Copy every line of the material below, from its start through the line containing "pixel 490 455", and shift each pixel coordinate in the answers by -94. Omit the picture from your copy.

+++ AVAILABLE DATA +++

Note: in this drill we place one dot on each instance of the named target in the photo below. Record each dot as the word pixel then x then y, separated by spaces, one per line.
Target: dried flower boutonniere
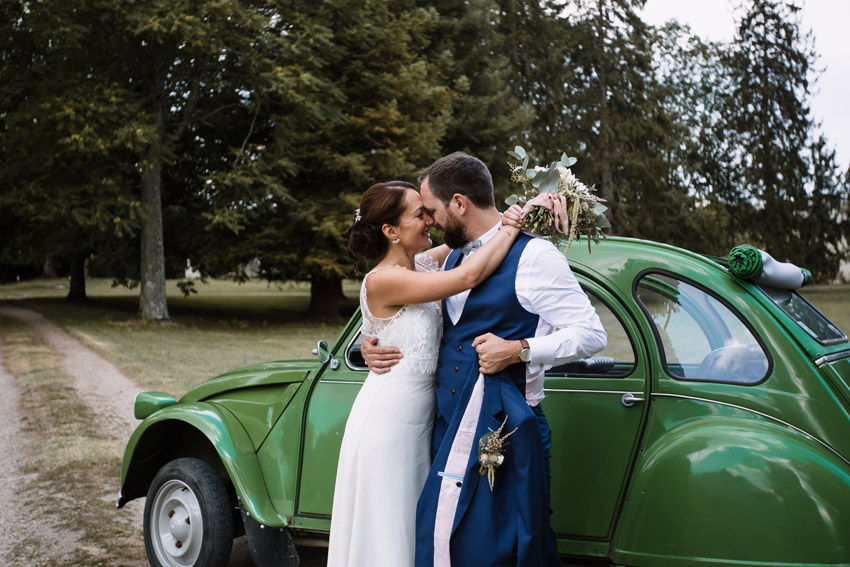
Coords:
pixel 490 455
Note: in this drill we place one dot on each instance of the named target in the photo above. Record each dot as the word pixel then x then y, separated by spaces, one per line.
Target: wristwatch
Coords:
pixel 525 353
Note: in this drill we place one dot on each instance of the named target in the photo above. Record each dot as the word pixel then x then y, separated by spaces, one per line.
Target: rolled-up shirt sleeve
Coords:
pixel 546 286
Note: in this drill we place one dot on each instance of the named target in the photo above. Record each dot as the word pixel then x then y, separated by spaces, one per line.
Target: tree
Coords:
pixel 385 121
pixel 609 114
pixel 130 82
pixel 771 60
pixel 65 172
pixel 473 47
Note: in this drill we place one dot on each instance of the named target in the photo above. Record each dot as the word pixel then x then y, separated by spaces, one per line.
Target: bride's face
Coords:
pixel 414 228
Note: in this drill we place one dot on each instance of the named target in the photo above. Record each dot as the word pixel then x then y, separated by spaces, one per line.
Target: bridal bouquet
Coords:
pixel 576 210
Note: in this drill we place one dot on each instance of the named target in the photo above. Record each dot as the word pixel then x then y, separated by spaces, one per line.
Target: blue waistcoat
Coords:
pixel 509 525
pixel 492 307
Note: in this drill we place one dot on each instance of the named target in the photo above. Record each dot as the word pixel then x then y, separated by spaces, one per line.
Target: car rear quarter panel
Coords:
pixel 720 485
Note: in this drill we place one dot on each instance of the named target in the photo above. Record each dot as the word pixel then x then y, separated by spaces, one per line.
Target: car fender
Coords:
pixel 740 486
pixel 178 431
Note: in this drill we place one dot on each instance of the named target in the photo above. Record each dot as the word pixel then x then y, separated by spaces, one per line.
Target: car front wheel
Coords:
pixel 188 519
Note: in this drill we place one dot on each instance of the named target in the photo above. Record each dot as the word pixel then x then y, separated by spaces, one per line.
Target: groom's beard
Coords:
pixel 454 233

+++

REPLY TO THE EXERCISE -
Note: in this drill we place one dot on each instance of the named target in the photo below. Record each dot as the word pixel then x then y, separated by spaces, one per line.
Target: dried flower boutonniere
Coords:
pixel 396 361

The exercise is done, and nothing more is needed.